Please return, word for word, the lines of the records starting at the line that contains "Query: wooden table" and ending at the line that contains "(1002, 892)", both lines included.

◆ Exercise input ◆
########
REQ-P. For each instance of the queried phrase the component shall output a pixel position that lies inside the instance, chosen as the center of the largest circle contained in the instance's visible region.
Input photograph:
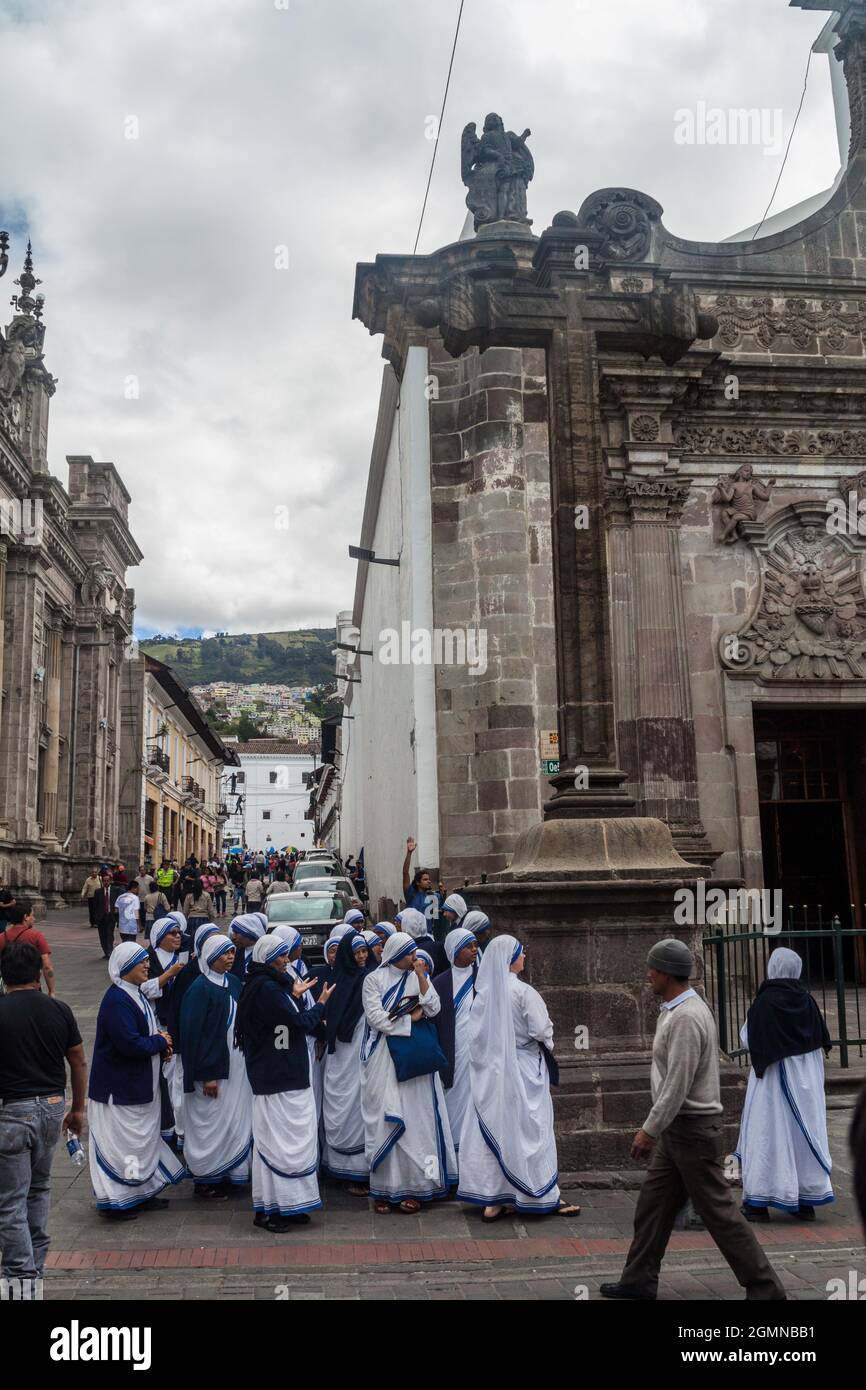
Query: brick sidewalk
########
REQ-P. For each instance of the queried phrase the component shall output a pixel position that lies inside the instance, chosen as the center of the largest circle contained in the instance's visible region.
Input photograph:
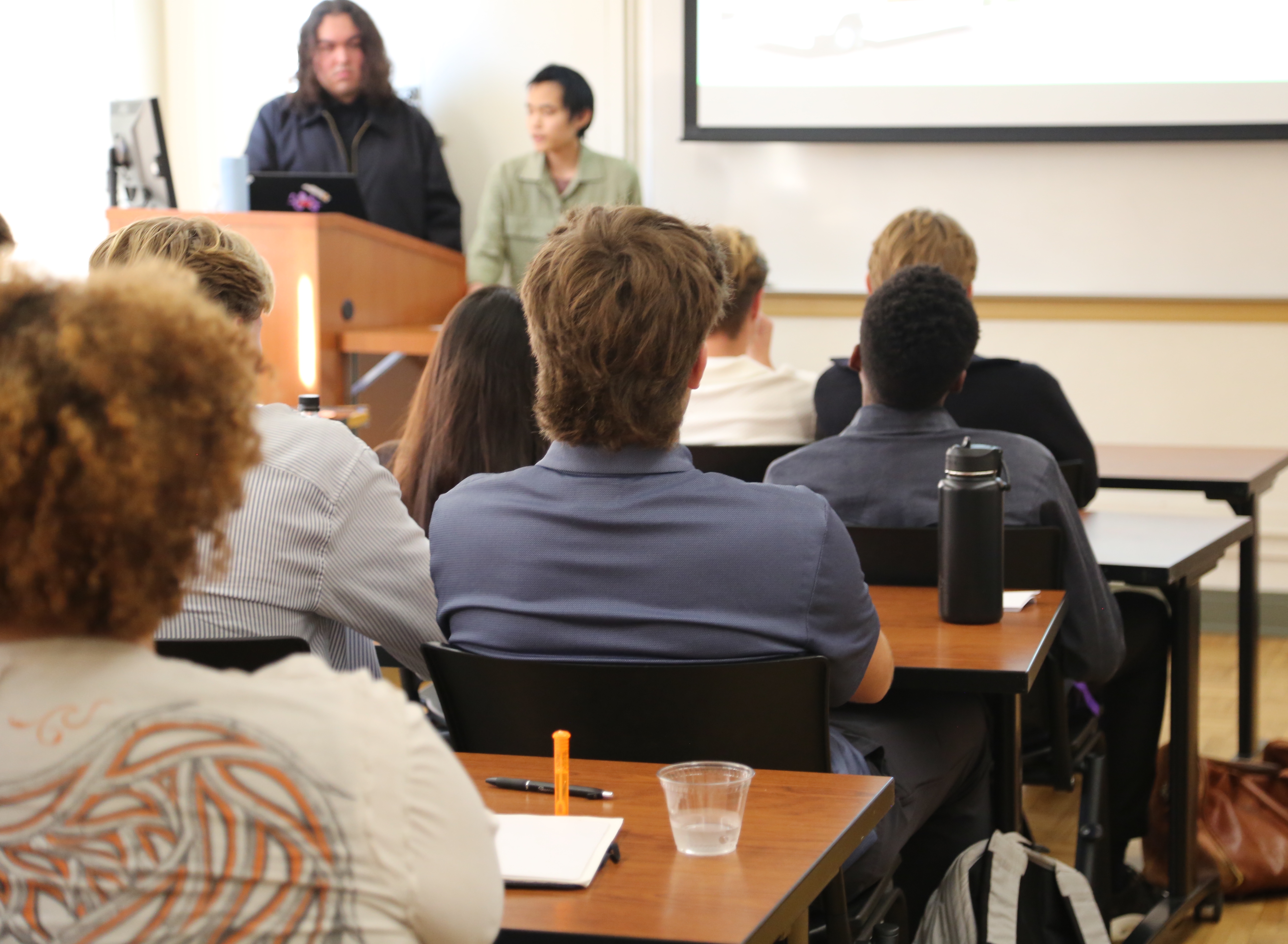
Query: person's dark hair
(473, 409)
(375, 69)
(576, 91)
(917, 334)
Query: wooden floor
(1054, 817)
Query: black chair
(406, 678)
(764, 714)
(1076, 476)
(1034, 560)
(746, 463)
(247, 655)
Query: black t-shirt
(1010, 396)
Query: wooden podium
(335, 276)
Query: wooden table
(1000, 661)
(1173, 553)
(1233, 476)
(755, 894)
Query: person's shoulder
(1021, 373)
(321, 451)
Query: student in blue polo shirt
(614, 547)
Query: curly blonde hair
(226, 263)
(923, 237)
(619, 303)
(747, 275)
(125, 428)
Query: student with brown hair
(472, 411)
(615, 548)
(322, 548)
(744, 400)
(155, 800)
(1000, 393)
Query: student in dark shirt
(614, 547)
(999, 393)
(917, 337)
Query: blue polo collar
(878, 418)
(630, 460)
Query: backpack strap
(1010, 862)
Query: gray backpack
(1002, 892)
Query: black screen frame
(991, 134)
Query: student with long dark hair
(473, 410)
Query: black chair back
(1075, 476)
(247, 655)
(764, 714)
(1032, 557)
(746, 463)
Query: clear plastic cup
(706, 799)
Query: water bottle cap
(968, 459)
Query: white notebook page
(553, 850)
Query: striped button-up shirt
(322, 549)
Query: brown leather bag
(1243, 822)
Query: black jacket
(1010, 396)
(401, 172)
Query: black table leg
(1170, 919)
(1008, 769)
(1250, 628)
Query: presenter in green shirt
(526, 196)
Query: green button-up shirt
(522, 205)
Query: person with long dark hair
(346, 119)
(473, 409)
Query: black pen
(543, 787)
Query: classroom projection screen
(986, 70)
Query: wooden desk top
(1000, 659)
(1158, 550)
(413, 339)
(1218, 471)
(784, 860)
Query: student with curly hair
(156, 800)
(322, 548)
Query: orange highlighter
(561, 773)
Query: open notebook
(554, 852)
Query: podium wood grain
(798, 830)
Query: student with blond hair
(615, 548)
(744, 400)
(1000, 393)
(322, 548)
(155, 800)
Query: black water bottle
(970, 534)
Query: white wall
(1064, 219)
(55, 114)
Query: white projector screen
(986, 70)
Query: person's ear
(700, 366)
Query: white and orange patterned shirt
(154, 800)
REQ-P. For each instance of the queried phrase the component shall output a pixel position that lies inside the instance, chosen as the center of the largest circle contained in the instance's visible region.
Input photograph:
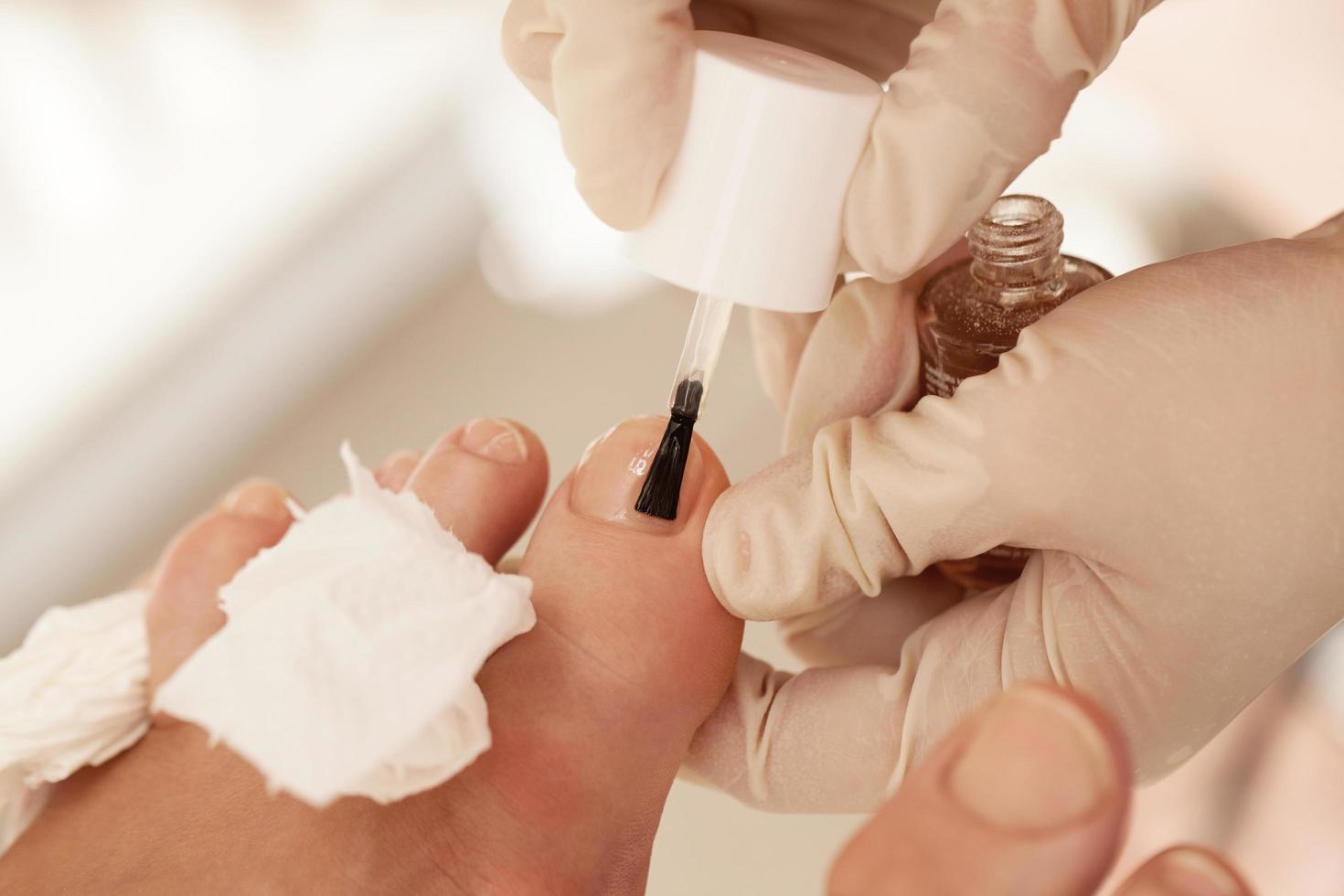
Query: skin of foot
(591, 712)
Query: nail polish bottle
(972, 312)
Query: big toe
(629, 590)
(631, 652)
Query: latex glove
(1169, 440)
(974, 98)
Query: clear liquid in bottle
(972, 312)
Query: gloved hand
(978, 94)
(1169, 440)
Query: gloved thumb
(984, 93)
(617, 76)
########
◆ Result of the exercise ◆
Query: wooden table
(1000, 661)
(1173, 553)
(1233, 476)
(755, 894)
Query: person's shoulder
(1021, 373)
(321, 451)
Query: student in blue polo shirt
(614, 547)
Query: curly blonde hair
(226, 263)
(923, 237)
(619, 303)
(747, 275)
(125, 428)
Query: student with brown hair
(472, 411)
(615, 548)
(322, 548)
(744, 400)
(155, 800)
(1000, 393)
Query: student in dark shirt
(614, 547)
(999, 393)
(917, 337)
Query: blue polo collar
(878, 418)
(630, 460)
Query: backpack strap
(1010, 862)
Query: gray backpack
(1002, 892)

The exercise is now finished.